■ Stated goal A ■
Rewrite the passage of the annotated bibliography on inquiry learning that begins at "Kath Murdoch is" and stops after "to be consulted.", changing "education consultant" to "educational consultant".
■ Stated goal B ■
Extend the annotated bibliography on inquiry-based learning past its final sentence.

■ Source text ■

Primary sources are not only an integral part of History; they also prove to be valuable tools to enhance inquiry-based learning within the classroom.  I was interested to learn more about how to use primary sources and what types of Guided Inquiry activities are helpful in building students’ analysis and comparative skills with regards to historical sources. Whilst this paper was based in an American school context it did provide some excellent examples of how to use primary sources within a History class and what type of inquiry questions you can ask in order to help students develop their inquiring minds.

Murdoch, K. (2006). Inquiry learning: journeys through the thinking processes. Teacher Learning Network, 13(2), 32-34. Retrieved from

Kath Murdoch is an education consultant and fellow of the University of Melbourne.  The focus of the paper is on the benefits of an inquiry-based approach to teaching and learning and what strategies you can employ in the classroom to help students develop their inquiring minds.  The article has been written for the Teacher Learning Network, so Murdoch’s targeted audience is that of teachers, administrators and anyone involved in education.  Murdoch has written many books for teachers including ‘Take a Moment’ (2005), and ‘Learning links: Strategic teaching for the learner-centred classroom’ (Murdoch and Wilson, 2004).  This is valuable source that provides a brief introduction into inquiry-based learning and some methods that can be adopted within the classroom, however for a more detailed approach to inquiry learning other sources would need to be consulted.

Queensland Studies Authority (QSA).  (2004).  Senior Modern History Syllabus. Queensland Studies Authority, Queensland. 

The senior syllabus for Modern History, produced by the Queensland Studies Authority, proves to be a valuable document when examining the links between inquiry-based learning and the curriculum.  Each unit is designed around an inquiry topic along with details on how to structure the process of inquiry.  Stages include identifying historical issues; designing sub-questions; reflecting on research processes; speculating about primary and secondary sources and forming considered historical judgments (QSA, 2004).  Clearly the senior Modern History syllabus has been designed around an inquiry based learning framework, as questions and tasks are used to develop students’ understanding and knowledge about history and the skills needed to become independent researchers competent in making judgments about history.   This document will also be useful to evaluate and compare the ILA’s research project in relation to the QSA Modern History syllabus.

■ Recorded information ■
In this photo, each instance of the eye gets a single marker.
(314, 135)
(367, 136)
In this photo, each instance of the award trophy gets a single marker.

■ Exercise result A ■
Kath Murdoch is an educational consultant and fellow of the University of Melbourne.  The focus of the paper is on the benefits of an inquiry-based approach to teaching and learning and what strategies you can employ in the classroom to help students develop their inquiring minds.  The article has been written for the Teacher Learning Network, so Murdoch’s targeted audience is that of teachers, administrators and anyone involved in education.  Murdoch has written many books for teachers including ‘Take a Moment’ (2005), and ‘Learning links: Strategic teaching for the learner-centred classroom’ (Murdoch and Wilson, 2004).  This is valuable source that provides a brief introduction into inquiry-based learning and some methods that can be adopted within the classroom, however for a more detailed approach to inquiry learning other sources would need to be consulted.

■ Exercise result B ■
Taylor, T.  and Young, C. (2003). Making History: A guide for the Teaching and Learning of History in Australian Schools. Retrieved from http://www.hyperhistory.org/images/assets/pdf/complete.pdf

This article, written by Associate Professor Tony Taylor, Monash University, and Carmel Young, University of Sydney is a guide funded by the Department of Education, Science and Training.   It is an innovative resource designed specifically to help support teachers of history, especially when navigating through the online environment. The resource is divided into several chapters, with specific information on topics such as historical literacy, constructing learning and practice and the nature of historical learning to name just a few. The chapter on Historical Literacy is extremely relevant as it takes you through different types of resources and sources and how to understand and use them with regards to assessments and activities.  This is a very informative and detailed guide for teaching History subjects especially in regards to helping students develop historical literacy and the skills needed to become independent researchers of History.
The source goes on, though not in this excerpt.